• [DESCRIPTION OF THE TASK] The listing below should be copied in full, word for word.

• [EXTRACTED INFORMATION]
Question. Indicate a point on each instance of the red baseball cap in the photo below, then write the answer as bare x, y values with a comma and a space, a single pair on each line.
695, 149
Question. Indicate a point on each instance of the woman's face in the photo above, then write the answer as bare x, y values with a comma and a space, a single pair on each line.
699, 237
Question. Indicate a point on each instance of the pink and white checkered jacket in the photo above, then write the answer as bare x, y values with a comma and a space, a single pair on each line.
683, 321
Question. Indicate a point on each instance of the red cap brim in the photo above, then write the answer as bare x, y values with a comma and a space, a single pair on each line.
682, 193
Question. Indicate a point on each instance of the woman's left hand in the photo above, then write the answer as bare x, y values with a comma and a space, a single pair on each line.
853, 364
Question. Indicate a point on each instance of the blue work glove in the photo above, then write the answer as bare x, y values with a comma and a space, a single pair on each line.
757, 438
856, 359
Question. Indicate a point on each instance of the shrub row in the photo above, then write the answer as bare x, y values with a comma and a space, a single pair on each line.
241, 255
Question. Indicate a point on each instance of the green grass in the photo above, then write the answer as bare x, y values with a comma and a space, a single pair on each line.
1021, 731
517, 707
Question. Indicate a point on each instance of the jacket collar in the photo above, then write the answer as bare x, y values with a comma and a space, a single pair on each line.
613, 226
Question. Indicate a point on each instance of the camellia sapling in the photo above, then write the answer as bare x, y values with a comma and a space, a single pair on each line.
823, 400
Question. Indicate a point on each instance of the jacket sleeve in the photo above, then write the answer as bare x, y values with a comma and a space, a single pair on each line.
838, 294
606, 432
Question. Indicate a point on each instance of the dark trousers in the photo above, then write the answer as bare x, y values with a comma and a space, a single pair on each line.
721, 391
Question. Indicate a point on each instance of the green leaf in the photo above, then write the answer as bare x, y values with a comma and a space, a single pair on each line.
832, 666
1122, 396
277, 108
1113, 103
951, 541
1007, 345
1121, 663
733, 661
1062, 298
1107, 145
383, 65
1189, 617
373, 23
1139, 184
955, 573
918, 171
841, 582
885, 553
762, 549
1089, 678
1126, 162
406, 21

• [OUTPUT]
Question. Indicate a point on each instance of the red baseball cap in the photo below, then write the answer as bare x, y values with a comma and a space, a single pair on each line.
695, 149
Question. Indicate a point on each instance of the woman's face in the photo above, then write the answer as bare x, y values with a comma and a space, a single pair on each line.
699, 237
Question. Indicate a point on each instance of the pink and white checkered jacket in the photo above, then write the answer as bare x, y values with a comma and a space, a single pair on each line.
683, 321
Question. Indicate a point on each instance of the red cap brim in the photo above, then write the answer as bare x, y values with a comma and a space, a single pair on each line.
682, 193
Question. Indicate a point on each instance of the woman's left hand in the photo above, then write the answer as bare x, y values with a comma and a space, a single pair on each line.
853, 364
Question. Indicate a point on each instance of the blue work glove in the photo above, then write the answer as bare x, y values with a comma and a space, a single pair on each line.
757, 438
856, 359
Question. Indicate a point on each instance of the shrub row in the photo above, then write the answer as bare x, y values with a comma and a space, a single pair on each line.
241, 255
Question. Indicate a point on each instance of the green grass in the photo above, then write the answer as bare x, y values with a comma and a space, a single pair on each line.
1021, 731
517, 707
Question. Indicate a point on each instance of the jacket collar in the photo above, then write the answer as bare x, y values with a comma and a space, a single pair on each line.
613, 226
Question. Indicate a point on each instance of the camellia sapling in the photo above, then write the answer as bare x, y values with a comma and a space, a single pair on each line.
823, 400
Question. Indicate a point on each instance of the jacket sleeve in the photo above, then write the answer as bare x, y values with a comma and a space, a single pair on each line.
838, 294
606, 432
Question. Indicate a point on each instance of the dark trousers in the photo above, then write the answer as bare x, y values with a comma and a space, a single pair on each line.
721, 391
Question. Indicate a point on each instance of the green leaf in the photo above, then write the answer as bare x, y values with a comma and a space, a single pair on each line.
832, 666
1122, 396
277, 108
1113, 103
951, 541
1007, 345
1121, 663
733, 661
1062, 298
1107, 145
383, 65
1189, 617
373, 23
1139, 184
955, 573
918, 171
841, 582
885, 553
762, 549
1089, 678
1126, 162
406, 21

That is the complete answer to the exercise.